Output all of the entries exactly as written.

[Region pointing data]
===
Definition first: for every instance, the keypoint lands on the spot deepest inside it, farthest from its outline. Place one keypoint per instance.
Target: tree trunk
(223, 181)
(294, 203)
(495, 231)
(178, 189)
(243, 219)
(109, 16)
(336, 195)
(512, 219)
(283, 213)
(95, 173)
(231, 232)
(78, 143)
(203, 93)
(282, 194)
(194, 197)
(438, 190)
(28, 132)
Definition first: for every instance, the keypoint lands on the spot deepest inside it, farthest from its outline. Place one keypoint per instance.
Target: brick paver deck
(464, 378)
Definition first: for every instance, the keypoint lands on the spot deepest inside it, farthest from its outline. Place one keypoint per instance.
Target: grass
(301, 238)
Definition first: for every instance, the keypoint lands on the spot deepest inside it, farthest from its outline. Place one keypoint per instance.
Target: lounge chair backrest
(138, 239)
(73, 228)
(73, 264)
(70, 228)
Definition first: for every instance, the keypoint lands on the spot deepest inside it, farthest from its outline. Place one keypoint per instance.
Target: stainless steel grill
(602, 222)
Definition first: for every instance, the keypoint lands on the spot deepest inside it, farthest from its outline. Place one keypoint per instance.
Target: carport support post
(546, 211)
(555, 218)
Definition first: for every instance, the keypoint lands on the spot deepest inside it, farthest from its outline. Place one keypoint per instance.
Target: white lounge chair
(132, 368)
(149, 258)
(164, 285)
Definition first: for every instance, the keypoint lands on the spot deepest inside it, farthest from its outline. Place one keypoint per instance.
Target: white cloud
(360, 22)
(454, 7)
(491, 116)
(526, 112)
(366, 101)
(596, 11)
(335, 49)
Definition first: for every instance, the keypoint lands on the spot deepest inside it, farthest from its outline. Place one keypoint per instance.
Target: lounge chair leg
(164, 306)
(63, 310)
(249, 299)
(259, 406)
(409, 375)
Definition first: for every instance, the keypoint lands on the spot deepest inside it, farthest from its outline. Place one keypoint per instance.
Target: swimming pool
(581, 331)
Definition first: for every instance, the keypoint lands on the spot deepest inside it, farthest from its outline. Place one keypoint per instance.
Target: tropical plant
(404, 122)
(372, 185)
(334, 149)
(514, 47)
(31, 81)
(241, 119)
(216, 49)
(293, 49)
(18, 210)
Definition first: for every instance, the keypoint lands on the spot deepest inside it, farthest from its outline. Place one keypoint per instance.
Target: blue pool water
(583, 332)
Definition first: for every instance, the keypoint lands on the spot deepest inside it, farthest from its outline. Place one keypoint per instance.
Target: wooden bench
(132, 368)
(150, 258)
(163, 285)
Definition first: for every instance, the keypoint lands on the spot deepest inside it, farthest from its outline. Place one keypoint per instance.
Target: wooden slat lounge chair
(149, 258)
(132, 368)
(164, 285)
===
## [SOLVED EXERCISE]
Definition first: for every instance, the keypoint lands on the spot deepest inside it, farthest from its outline. Place one keypoint per instance.
Target: tree trunk
(223, 181)
(294, 203)
(495, 231)
(178, 189)
(243, 219)
(109, 16)
(336, 195)
(512, 219)
(283, 213)
(95, 173)
(231, 232)
(78, 143)
(203, 93)
(282, 194)
(194, 197)
(438, 190)
(28, 132)
Definition first: for every instance, the keypoint lands on the spot deepest inside it, farthest from its outline. Place one keypoint per instance.
Target: brick paver deck
(464, 378)
Definition first: for every instance, the keypoint lands on the spot deepest inside it, farthest from its outline. Place one keypoint per instance.
Target: grass
(301, 238)
Definition first: for every instance, the keypoint lands on the spot deepest inside it, farthest from its outline. Place one keypoint per instance.
Target: lounge chair backrest
(138, 239)
(73, 228)
(73, 264)
(70, 228)
Definition first: for every instance, the keypoint lands on the spot deepest inside it, farthest from its outline. Place one keypoint per instance.
Target: stainless steel grill
(602, 222)
Definition first: for every instance, the keypoint lands on the spot deepest inside it, farthest from its outline. Place one keypoint per instance.
Target: carport support post
(546, 211)
(555, 218)
Definition first: for every instance, the keypoint lands on the spot deepest inside it, farthest from its outline. Place one keypoint per instance.
Target: white lounge chair
(132, 368)
(149, 258)
(164, 285)
Definition first: for every instance, the keypoint lands on the spot deepest inside it, farthest from its outline. Place one keypoint per instance.
Target: white cloud
(360, 22)
(454, 7)
(491, 116)
(526, 112)
(366, 101)
(596, 11)
(335, 49)
Definition first: for every instance, the keypoint lands on the spot deepest inside it, farthest from its outline. Place one keypoint per instance.
Target: lounge chair leg
(164, 306)
(63, 310)
(249, 299)
(259, 406)
(409, 375)
Definition first: for every instance, the keypoint lands on the spot deepest inside it, farthest from its outline. Place one keypoint per instance.
Target: swimming pool
(581, 331)
Definition first: for every instance, the keypoint lands on the spot deepest inside it, farthest from its outline. Place one keypoint per instance.
Target: tropical plant
(404, 122)
(372, 185)
(334, 149)
(514, 47)
(31, 81)
(241, 119)
(216, 49)
(293, 49)
(18, 210)
Definition first: for every instance, the keypoint lands on the spot deepest inside it, farthest from its outline. Place one keypoint per instance.
Target: blue pool water
(583, 332)
Definition first: for every instance, the keypoint lands on the spot deepest inside it, farthest from its outline. Place one keypoint per instance.
Target: wooden bench
(132, 368)
(150, 258)
(163, 285)
Definition first: for every instance, the keypoint lands on the spot deepest inside it, farthest from its outline. Place one keypoint per instance.
Target: wooden slat lounge chair
(149, 258)
(132, 368)
(164, 285)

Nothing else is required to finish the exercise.